Tasks to complete →
**a)** Decide whether each statement below agrees with the text about the Flumist nasal vaccine. For each, answer yes or no and quote the words from the text that decide it. (i) The Flumist is a live attenuated vaccine. (ii) In the last flu season, the Flumist was sixty-three percent effective in preventing influenza. (iii) The Flumist first came out in 2013.
**b)** According to the text about the Flumist nasal vaccine, which flu season should the Flumist not be used for?

Selected passage →
A recent update from the CDC and the Advisory Committee for Immunization Practices states the Flumist should not be used for this upcoming flu season 2016-2017. The Flumist is the nasal spray – it’s the nasal vaccine that was given and recommended to younger children. This is a live attenuated vaccine.

Watch the video update on youtube here.

They’re saying the Flumist has been ineffective for the last three years and it states specifically that in the last year, this last flu season, it was only three percent effective in preventing influenza. This is compared to the sixty-three percent effectiveness that we have for the inactivated influenza vaccine.

That’s a big difference – three percent compared to sixty-three percent. The CDC also states that from 2013, up until last flu season, it’s been performing lower or less than expected. Now, when it first came out in 2012, it was said to be as good and it was supposed to have the same efficacy (at least) as the inactivated influenza vaccine.

Dataset content →
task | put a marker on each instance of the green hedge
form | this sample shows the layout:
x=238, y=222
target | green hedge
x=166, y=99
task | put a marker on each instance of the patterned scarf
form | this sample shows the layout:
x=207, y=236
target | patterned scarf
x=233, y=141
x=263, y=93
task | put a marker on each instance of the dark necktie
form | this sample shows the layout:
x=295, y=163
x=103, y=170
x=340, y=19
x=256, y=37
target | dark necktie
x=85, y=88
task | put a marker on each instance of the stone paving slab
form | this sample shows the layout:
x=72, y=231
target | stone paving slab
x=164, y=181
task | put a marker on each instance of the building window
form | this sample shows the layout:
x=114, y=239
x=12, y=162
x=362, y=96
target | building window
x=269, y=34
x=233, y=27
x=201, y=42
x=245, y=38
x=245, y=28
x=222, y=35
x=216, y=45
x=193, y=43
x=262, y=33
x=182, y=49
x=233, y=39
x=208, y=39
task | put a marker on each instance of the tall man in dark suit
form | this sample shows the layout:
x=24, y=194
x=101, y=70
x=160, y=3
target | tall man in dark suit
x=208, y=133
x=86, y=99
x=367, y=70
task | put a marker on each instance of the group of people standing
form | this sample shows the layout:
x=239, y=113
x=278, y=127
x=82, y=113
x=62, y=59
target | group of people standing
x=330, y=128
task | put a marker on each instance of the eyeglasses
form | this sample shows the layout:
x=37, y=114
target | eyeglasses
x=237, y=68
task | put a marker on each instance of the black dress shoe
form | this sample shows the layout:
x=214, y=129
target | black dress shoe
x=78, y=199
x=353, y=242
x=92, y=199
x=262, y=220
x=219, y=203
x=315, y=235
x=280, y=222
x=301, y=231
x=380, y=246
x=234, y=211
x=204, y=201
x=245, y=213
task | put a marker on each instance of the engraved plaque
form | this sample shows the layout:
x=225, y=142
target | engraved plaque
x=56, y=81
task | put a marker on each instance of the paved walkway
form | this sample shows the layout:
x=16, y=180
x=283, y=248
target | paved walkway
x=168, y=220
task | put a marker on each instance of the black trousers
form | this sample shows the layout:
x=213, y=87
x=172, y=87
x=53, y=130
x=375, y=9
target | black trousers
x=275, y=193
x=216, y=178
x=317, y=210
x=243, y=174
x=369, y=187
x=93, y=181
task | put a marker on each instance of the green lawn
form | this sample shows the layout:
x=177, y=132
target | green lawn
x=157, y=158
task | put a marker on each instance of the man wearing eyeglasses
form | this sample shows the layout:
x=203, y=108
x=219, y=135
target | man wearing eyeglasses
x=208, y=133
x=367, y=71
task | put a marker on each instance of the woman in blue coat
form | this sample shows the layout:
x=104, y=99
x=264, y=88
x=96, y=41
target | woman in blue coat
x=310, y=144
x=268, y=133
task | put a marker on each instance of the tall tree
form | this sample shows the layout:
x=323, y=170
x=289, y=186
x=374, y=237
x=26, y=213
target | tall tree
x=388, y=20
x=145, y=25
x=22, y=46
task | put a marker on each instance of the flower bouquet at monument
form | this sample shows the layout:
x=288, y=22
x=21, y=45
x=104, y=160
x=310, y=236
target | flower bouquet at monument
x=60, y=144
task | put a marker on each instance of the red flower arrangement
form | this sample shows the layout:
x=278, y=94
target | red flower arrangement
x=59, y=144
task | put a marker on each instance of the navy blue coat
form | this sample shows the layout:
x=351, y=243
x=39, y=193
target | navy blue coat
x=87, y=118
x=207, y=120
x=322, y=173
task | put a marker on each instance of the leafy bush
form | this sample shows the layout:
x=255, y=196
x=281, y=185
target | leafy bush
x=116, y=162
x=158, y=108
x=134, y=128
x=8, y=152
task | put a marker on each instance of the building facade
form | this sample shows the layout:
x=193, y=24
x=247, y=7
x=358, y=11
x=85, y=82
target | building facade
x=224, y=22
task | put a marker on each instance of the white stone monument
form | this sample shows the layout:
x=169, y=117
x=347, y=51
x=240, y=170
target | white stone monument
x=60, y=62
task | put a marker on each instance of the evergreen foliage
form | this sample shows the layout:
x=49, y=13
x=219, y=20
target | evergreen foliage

Exercise solutions →
**a)**
(i) Yes: "This is a live attenuated vaccine."
(ii) No: "it was only three percent effective in preventing influenza"
(iii) No: "when it first came out in 2012"

**b)** The 2016-2017 flu season.